8.3.2. Controlling retry with a retry policy

By default, Spring Batch lets you configure retryable exceptions and the retry count. Sometimes, retry is more complex: some exceptions deserve more attempts than others do, or you may want to keep retrying as long as the operation doesn’t exceed a given timeout. Spring Batch delegates the decision to retry or not to a retry policy. When configuring retry in Spring Batch, you can use the retryable-exception-classes element and retry-limit pair or provide a RetryPolicy bean instead.

Table 8.3 lists the RetryPolicy implementations included in Spring Batch. You can use these implementations or implement your own retry policy for specific needs.

Table 8.3. RetryPolicy implementations provided by Spring Batch

Class

Description

SimpleRetryPolicy Retries on given exception hierarchies, a given number of times; this is the default implementation configured with retryable-exception-classes/retry-limit
TimeoutRetryPolicy Stops retrying when an operation takes too long
ExceptionClassifierRetryPolicy Combines multiple retry policies depending on the exception thrown

Let’s see how to set a retry policy with an example. Imagine you want to use retry on concurrent exceptions, but you have several kinds of concurrent exceptions to deal with and you don’t want the same retry behavior for all of them. Spring Batch should retry all generic concurrent exceptions three times, whereas it should retry the deadlock concurrent exceptions five times, which is more aggressive.

The ExceptionClassifierRetryPolicy implementation is a perfect match: it delegates the retry decision to different policies depending on the class of the thrown exception. The trick is to encapsulate two SimpleRetryPolicy beans in the ExceptionClassifierRetryPolicy, one for each kind of exception, as shown in the following listing.

Listing 8.8. Using a retry policy for different behavior with concurrent exceptions

Listing 8.8 shows that setting a retry policy allows for flexible retry behavior: the number of retries can be different, depending on the kind of exceptions thrown during processing.

Transparent retries make jobs more robust. Listening to retries also helps you learn about the causes of retries.

8.3.3. Listening to retries

Spring Batch provides the RetryListener interface to react to any retried operation. A retry listener can be useful to log retried operations and to gather information. Once you know more about transient failures, you’re more likely to change the system to avoid them in subsequent executions (remember, retried operations always degrade performance).

LISTING:
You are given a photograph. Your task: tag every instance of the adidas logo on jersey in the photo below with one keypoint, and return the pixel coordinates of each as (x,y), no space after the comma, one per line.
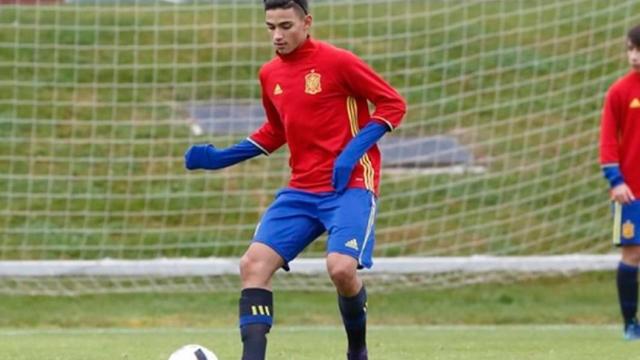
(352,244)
==
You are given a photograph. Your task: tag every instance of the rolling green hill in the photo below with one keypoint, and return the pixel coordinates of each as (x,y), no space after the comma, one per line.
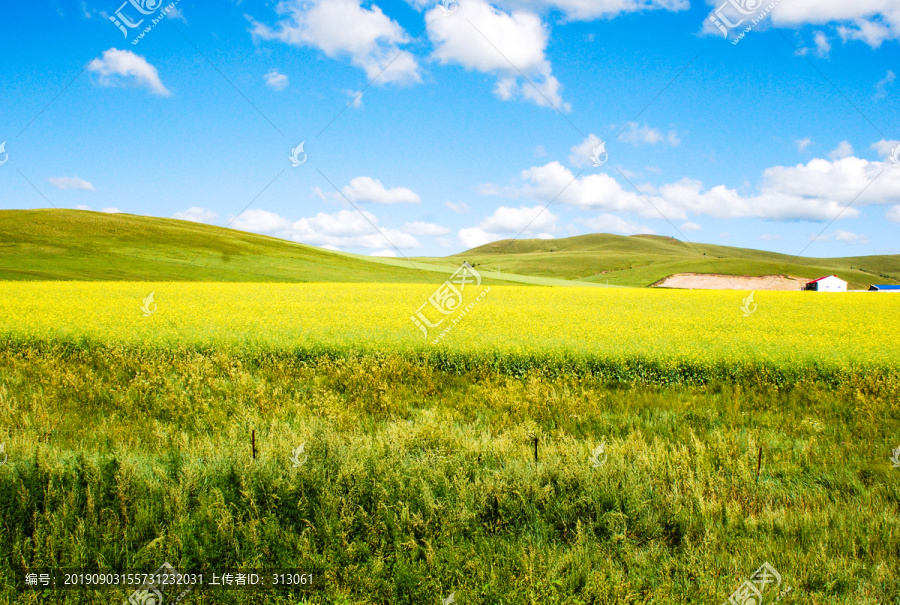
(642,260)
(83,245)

EXERCISE REQUIREMENTS:
• A. In the Spring Batch passage, which RetryPolicy implementation stops retrying when an operation takes too long?
• B. Reproduce word for word the stretch of the Spring Batch passage from "The ExceptionClassifierRetryPolicy implementation" through "the following listing.".

PER-TASK OUTPUTS:
• A. TimeoutRetryPolicy

• B.
The ExceptionClassifierRetryPolicy implementation is a perfect match: it delegates the retry decision to different policies depending on the class of the thrown exception. The trick is to encapsulate two SimpleRetryPolicy beans in the ExceptionClassifierRetryPolicy, one for each kind of exception, as shown in the following listing.